# BLOCO DE TEXTO
──────
Desde sempre que o cristianismo é uma proposta feita à liberdade de todos, podemos apenas testemunhar sem pretender resultados. É verdade, somos vasos de barro, mas Deus tem necessidade também do barro, de pessoas que se deixam tomar e voltar a moldar segundo uma lógica que não é a delas. Falar de oração, enquanto à distância se ouvem os ruídos dos mísseis e dos raids aéreos poderia parecer como que dar um rebuçado a quem está a morrer de fome. Creio, pelo contrário, que é a coisa mais importante a fazer. Significa confiar em Alguém que é maior do que os nossos limites e que nos é necessário como o ar que respiramos, significa olhar o mundo com os olhos de Deus que é pai justo e misericordioso. É a única maneira de não cair na lógica da violência e da recusa do outro, da qual este enésimo conflito foi testemunha.
──────
# EXERCÍCIOS PROPOSTOS
**A.** Indique, pela ordem em que surgem no texto sobre a oração, todas as formas verbais conjugadas na primeira pessoa do plural.
**B.** Extraia do texto sobre a oração, sem qualquer alteração, o trecho que começa em "Desde sempre que" e termina em "conflito foi testemunha.".

Entradas do conjunto de dados de anotação
──────
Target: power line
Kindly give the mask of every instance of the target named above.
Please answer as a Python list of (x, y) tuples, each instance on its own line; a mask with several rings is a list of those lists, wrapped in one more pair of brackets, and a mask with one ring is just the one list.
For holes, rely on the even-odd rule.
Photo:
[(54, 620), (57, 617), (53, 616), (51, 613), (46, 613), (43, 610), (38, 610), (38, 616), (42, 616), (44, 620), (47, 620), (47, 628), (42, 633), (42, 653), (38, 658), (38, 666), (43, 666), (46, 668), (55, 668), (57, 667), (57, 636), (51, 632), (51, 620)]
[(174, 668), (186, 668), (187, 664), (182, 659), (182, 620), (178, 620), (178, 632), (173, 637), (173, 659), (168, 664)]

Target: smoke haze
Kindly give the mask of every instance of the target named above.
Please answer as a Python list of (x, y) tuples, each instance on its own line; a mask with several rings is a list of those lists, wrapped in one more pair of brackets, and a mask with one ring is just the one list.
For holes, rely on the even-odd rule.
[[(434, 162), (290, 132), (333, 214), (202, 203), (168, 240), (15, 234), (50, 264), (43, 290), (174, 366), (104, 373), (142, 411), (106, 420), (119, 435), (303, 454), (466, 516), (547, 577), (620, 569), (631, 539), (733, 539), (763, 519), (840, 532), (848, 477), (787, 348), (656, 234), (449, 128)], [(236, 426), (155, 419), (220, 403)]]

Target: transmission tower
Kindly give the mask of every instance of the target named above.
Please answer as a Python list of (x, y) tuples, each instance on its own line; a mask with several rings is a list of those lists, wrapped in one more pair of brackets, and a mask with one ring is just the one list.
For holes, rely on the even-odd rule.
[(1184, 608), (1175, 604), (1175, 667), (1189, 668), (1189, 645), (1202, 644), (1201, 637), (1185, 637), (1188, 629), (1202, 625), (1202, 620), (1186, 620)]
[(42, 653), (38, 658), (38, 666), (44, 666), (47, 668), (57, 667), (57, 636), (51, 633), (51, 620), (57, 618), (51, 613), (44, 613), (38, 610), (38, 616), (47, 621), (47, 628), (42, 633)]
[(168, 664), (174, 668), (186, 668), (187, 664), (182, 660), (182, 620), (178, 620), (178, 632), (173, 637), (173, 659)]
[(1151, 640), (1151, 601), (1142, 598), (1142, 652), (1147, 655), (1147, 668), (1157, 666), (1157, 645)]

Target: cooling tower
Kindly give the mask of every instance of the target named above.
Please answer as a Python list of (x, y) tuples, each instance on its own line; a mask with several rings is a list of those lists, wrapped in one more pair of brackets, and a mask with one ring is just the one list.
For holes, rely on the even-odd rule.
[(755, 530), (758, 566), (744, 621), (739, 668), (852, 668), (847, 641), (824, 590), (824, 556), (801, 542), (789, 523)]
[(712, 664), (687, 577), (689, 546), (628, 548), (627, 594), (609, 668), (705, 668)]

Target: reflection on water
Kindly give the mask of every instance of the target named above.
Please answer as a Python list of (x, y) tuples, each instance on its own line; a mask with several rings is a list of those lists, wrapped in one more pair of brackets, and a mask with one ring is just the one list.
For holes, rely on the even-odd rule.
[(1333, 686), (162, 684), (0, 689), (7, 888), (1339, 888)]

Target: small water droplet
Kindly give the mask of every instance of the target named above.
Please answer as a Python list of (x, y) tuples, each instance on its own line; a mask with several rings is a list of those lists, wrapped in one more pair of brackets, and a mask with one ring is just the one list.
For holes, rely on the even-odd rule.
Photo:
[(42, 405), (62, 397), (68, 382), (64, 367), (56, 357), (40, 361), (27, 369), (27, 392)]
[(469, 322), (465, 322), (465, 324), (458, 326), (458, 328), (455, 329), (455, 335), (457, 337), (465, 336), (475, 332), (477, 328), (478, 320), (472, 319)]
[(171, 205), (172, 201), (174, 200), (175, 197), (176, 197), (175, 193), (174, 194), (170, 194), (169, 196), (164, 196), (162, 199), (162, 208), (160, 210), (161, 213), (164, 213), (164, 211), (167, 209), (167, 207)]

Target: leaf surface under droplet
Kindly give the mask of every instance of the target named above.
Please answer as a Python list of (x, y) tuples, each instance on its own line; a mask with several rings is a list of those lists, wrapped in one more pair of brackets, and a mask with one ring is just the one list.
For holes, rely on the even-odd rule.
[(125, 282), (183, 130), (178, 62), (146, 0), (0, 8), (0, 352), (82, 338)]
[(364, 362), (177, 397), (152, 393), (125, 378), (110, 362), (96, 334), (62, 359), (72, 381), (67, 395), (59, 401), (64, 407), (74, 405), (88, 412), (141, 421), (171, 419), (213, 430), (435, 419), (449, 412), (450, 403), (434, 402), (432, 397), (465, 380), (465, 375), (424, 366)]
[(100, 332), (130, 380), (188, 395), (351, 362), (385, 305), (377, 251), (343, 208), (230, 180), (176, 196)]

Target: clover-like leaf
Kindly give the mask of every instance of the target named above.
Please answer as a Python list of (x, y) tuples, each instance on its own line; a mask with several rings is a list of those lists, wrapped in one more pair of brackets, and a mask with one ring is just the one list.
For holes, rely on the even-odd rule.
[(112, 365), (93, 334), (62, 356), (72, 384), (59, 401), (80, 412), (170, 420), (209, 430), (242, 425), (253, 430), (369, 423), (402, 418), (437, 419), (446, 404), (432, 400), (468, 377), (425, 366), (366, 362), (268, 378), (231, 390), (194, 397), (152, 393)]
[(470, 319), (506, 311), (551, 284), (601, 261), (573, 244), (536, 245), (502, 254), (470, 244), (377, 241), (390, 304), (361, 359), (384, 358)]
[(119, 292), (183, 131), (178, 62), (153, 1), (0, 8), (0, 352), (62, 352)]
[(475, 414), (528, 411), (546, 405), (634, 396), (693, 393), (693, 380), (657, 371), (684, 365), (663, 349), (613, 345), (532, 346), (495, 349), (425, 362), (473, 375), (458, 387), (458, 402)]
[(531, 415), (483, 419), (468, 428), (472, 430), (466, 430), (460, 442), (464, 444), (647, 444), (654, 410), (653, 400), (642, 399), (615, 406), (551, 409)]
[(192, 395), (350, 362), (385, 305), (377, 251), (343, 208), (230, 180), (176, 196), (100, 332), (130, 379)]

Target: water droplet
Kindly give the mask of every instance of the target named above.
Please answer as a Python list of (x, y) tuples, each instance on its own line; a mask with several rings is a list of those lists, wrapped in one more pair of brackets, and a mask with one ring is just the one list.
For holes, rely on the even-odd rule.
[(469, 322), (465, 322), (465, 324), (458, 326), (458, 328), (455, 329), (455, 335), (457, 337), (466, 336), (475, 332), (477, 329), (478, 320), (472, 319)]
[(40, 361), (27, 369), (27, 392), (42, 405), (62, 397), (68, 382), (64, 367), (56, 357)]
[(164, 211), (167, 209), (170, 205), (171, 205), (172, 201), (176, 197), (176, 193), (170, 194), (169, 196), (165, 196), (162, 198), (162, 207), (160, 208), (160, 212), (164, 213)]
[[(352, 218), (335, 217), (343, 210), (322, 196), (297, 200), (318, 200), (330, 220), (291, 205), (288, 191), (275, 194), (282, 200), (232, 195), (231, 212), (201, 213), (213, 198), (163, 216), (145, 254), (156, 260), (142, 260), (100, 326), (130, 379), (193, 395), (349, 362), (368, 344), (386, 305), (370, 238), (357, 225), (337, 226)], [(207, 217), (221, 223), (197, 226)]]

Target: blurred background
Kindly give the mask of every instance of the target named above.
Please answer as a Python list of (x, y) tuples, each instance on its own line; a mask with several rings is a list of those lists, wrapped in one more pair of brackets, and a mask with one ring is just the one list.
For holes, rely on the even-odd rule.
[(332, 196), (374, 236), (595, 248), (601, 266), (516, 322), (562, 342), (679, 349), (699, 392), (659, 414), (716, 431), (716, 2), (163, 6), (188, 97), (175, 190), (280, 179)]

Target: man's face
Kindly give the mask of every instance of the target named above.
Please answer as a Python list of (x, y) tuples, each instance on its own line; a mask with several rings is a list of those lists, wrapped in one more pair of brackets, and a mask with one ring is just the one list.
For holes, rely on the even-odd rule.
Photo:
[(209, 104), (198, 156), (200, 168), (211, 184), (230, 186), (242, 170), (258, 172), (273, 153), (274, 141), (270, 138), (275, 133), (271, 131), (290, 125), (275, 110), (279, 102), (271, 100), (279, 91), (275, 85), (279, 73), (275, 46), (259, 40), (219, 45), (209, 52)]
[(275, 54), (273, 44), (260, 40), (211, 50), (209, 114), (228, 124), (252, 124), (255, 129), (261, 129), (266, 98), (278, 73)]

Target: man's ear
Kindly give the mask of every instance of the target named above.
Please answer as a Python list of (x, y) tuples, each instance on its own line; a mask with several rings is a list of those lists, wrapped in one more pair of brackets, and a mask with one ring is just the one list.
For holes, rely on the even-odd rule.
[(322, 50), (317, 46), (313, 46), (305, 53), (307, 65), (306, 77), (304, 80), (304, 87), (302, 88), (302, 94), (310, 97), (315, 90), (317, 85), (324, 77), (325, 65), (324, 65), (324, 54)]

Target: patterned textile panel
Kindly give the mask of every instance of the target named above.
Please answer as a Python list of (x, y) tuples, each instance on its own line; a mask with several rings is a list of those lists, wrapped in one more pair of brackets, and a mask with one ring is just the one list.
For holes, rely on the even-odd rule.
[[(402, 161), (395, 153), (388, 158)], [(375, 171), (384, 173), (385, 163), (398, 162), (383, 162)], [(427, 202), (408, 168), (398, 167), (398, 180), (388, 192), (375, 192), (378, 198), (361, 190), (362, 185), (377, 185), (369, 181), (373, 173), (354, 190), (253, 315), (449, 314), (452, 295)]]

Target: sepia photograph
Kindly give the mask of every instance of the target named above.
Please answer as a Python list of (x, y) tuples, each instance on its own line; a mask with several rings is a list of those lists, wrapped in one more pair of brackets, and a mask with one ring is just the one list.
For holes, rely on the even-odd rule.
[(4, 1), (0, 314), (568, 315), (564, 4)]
──────
# EXERCÍCIOS RESOLVIDOS
**A.** podemos, somos, respiramos

**B.**
Desde sempre que o cristianismo é uma proposta feita à liberdade de todos, podemos apenas testemunhar sem pretender resultados. É verdade, somos vasos de barro, mas Deus tem necessidade também do barro, de pessoas que se deixam tomar e voltar a moldar segundo uma lógica que não é a delas. Falar de oração, enquanto à distância se ouvem os ruídos dos mísseis e dos raids aéreos poderia parecer como que dar um rebuçado a quem está a morrer de fome. Creio, pelo contrário, que é a coisa mais importante a fazer. Significa confiar em Alguém que é maior do que os nossos limites e que nos é necessário como o ar que respiramos, significa olhar o mundo com os olhos de Deus que é pai justo e misericordioso. É a única maneira de não cair na lógica da violência e da recusa do outro, da qual este enésimo conflito foi testemunha.